(Object pointing data rows)
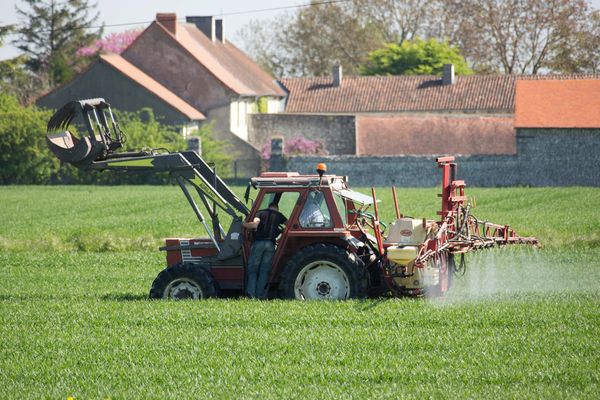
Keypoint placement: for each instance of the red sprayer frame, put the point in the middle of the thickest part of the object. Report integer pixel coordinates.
(459, 231)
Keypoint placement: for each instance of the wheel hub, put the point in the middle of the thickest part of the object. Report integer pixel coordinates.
(323, 288)
(183, 288)
(322, 280)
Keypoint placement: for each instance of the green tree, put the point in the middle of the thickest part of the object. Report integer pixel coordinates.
(50, 33)
(17, 80)
(24, 156)
(415, 57)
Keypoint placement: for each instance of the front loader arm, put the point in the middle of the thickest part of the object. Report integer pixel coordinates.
(97, 151)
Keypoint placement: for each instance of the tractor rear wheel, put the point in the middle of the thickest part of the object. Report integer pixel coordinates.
(183, 281)
(323, 272)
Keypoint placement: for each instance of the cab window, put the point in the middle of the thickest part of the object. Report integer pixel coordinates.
(286, 201)
(315, 213)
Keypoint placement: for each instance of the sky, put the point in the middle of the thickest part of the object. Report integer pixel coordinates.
(127, 11)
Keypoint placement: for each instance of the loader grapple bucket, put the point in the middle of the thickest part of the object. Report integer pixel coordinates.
(100, 141)
(68, 148)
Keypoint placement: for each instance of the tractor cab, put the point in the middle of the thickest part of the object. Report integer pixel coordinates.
(332, 246)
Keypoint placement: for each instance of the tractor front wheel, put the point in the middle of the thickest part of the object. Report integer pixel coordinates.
(323, 272)
(183, 281)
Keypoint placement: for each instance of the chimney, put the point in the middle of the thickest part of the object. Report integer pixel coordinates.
(448, 75)
(220, 30)
(205, 24)
(337, 75)
(168, 21)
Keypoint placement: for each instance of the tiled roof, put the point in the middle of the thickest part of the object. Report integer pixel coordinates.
(558, 104)
(434, 134)
(137, 75)
(407, 93)
(226, 62)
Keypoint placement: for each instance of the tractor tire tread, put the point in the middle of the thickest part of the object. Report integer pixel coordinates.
(358, 274)
(198, 273)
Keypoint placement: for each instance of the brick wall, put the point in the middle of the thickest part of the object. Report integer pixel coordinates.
(545, 157)
(337, 132)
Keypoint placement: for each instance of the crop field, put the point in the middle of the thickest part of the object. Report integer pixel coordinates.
(76, 265)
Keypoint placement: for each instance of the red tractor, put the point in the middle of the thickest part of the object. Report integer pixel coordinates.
(333, 245)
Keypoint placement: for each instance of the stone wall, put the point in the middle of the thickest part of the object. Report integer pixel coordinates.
(337, 132)
(545, 157)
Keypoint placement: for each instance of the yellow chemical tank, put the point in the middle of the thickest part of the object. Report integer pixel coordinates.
(402, 255)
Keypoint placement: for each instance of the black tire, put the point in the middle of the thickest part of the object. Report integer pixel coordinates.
(183, 281)
(323, 272)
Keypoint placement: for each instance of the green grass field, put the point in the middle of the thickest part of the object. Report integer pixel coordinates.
(76, 264)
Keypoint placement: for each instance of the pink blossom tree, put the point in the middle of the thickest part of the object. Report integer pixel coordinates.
(115, 42)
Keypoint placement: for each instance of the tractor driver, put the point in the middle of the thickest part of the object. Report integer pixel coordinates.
(266, 226)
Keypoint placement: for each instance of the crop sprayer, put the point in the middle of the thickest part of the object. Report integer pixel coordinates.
(347, 252)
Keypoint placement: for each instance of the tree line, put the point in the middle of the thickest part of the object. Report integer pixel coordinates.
(494, 36)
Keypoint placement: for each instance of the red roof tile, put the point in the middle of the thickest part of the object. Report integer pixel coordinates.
(407, 93)
(137, 75)
(434, 134)
(558, 104)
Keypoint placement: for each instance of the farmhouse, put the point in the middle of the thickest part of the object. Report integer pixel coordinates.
(412, 115)
(554, 131)
(188, 73)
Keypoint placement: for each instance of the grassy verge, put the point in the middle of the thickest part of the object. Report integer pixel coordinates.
(521, 323)
(126, 218)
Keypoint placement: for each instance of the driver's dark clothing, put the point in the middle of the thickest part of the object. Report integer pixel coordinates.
(262, 251)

→ REQUIRED TASK: Rewrite the data from the line containing "Keypoint placement: for each instance of the driver's" through the end, substituting "black jacket" for "dark clothing" and leaving everything else unchanged.

→ FINAL RESULT:
Keypoint placement: for each instance of the driver's black jacket, put the point in the middle of the thickest part of the object. Report integer pixel coordinates.
(262, 251)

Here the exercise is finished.